— Start of Quoted text —
Read the full column. Elder makes some very nice points that some of you will NOT like. But, like gravity, just because you don't like them...
Here, Rush explains the song PARODY to a caller


----------



## elder999 (Jan 1, 2009)

Big Don said:


> David Ehrenstein, a writer who happens to be *black* and *liberal*, wrote an opinion piece in March 2007 in the Los Angeles Times called* "Obama the 'Magic Negro.'"*


 
And, I should add, Mr. Ehrenstein isn't exactly a fan of Barack Obama. IN any case, _his_ piece, found here, was really more about a cultural phenomenon-and one that may or may not be genuine, at that-than it was about Barack Obama, though he was certainly the catalyst. I say that Mr. Ehrenstein is no fan of Barack Obama, in part because of his take on this alleged cultural phenomenon, and in part because he is a _gay activist_, and continues to have some genuine issues with Mr. Obama in this regard. In any case, the original piece in the LA Times wasn't insulting to white voters, Barack Obama or anyone else-contrary to what Mr. Elders alleges the piece from the OP. 

It was a bit of fluff cultural commentary. It was just silly.



Big Don said:


> If you haven't heard the song, you should, it is hilarious, and so obviously a jab at Sharpton, hearing the song you cannot draw the conclusions the left is trying to draw for you.
> Read the full column. Elder makes some very nice points that some of you will NOT like. But, like gravity, just because you don't like them...
> Here, Rush explains the song PARODY to a caller


 
Sure, the song is funny. As parodies go, it's a bit mean spirited, and quite low-brow, but it's completely appropriate for Mr. Limbaugh's program, and the median aggregate mental capabilities of his target audience. :lol: 

In other words, it was written so that not-very intelligent, resentful amd mean spirited people could have something to laugh at.
_It's just silly._

It is, however, inappropriate for the Republican party to use it in the fashion in which they did. They're allegedly trying to get blacks to join the party and vote Republican in larger numbers, _and this simply isn't the way to do it._ It was stupid, and strategically short-sighted. It should come as no surprise that some were offended, considering the source -and you didn't hear any outcry when Rush ran it, because it's about what you expect from him. The inclusion of the song on a Christmas greeting CD from the RNC was not very smart, and inappropriate, but mostly, well-mostly _it was just silly._

Mr. Elder's points aren't even relevant  to any modern issue facing either party or white or black America today. The inclusion of a "history lesson" on the racial demographics and history of each party in this case is not only irrelevant to the issue at hand-_it's just silly._

And, I should add that almost all the fuss over this is coming from the media, and the Republicans. There has been no response or request for an apology from Obama, or the Democratic National Committee. I'm fairly certain that they feel about the same as I do about the whole thing.
— End of Quoted text —
— Start of Data —
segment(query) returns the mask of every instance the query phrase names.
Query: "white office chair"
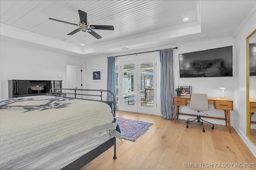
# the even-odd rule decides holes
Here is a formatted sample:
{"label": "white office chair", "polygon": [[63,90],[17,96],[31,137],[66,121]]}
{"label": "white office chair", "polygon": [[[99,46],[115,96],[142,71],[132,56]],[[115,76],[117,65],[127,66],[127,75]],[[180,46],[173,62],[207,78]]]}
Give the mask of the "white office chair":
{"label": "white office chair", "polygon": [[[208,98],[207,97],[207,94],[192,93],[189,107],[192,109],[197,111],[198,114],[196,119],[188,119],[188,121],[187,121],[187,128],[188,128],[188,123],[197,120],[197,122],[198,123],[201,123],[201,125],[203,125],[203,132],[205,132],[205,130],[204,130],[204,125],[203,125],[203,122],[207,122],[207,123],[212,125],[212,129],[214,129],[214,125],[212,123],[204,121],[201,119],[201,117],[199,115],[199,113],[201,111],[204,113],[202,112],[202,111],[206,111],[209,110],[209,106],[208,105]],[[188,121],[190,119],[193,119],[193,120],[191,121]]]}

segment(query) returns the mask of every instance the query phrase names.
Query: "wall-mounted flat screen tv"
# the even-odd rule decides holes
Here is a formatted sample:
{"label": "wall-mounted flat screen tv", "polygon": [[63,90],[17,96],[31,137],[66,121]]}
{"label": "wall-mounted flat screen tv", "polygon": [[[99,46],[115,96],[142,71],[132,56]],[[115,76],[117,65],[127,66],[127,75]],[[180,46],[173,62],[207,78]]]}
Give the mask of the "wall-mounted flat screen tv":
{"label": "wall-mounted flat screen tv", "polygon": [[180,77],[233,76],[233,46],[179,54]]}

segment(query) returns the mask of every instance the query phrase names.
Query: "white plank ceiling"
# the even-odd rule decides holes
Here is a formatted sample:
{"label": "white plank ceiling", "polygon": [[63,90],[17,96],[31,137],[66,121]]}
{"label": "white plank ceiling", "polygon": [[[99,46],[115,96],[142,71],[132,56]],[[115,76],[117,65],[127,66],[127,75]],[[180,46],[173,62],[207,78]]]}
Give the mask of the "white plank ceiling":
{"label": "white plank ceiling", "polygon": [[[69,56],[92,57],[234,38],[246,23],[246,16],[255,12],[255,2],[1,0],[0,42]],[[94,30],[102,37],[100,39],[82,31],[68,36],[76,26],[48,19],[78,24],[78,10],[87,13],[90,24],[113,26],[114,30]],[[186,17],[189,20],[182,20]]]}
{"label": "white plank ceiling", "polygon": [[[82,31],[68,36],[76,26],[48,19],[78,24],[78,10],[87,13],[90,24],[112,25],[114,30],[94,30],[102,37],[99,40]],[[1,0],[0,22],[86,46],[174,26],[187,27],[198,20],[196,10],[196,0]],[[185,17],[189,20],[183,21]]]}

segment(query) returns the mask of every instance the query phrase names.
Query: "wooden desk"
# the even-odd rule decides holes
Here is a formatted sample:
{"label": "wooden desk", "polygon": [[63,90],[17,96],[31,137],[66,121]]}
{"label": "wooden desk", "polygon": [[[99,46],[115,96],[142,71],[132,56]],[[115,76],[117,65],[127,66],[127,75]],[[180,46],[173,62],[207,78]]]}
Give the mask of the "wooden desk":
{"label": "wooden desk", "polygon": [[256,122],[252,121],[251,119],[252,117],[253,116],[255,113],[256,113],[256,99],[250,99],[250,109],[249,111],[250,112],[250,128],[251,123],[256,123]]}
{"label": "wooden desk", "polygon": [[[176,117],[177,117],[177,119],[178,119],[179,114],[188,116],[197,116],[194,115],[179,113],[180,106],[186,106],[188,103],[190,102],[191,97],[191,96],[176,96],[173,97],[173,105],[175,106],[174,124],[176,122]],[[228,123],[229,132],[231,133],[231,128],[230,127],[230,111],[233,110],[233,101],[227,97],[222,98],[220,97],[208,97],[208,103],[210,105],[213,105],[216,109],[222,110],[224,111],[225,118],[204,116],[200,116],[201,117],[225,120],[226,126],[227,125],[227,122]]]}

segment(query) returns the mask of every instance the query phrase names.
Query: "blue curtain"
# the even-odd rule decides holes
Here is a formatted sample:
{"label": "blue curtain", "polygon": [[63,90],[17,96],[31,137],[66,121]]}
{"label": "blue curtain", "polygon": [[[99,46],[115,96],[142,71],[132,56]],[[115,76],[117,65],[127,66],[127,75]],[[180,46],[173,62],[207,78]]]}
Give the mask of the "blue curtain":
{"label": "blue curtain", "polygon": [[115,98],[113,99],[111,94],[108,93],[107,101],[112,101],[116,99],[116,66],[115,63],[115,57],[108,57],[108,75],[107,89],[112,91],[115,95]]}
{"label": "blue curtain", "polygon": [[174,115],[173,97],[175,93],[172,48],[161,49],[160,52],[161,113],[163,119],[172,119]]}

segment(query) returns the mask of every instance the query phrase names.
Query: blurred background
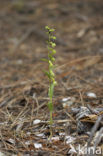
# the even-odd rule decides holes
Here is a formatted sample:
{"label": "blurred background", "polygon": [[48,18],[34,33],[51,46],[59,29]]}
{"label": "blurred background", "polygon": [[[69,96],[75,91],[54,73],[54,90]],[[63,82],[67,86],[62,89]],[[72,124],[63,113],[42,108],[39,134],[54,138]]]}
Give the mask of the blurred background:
— End of Data —
◆ What is expected:
In the forum thread, which newspaper published David Ehrenstein's opinion piece "Obama the 'Magic Negro'"?

◆ Full solution:
The Los Angeles Times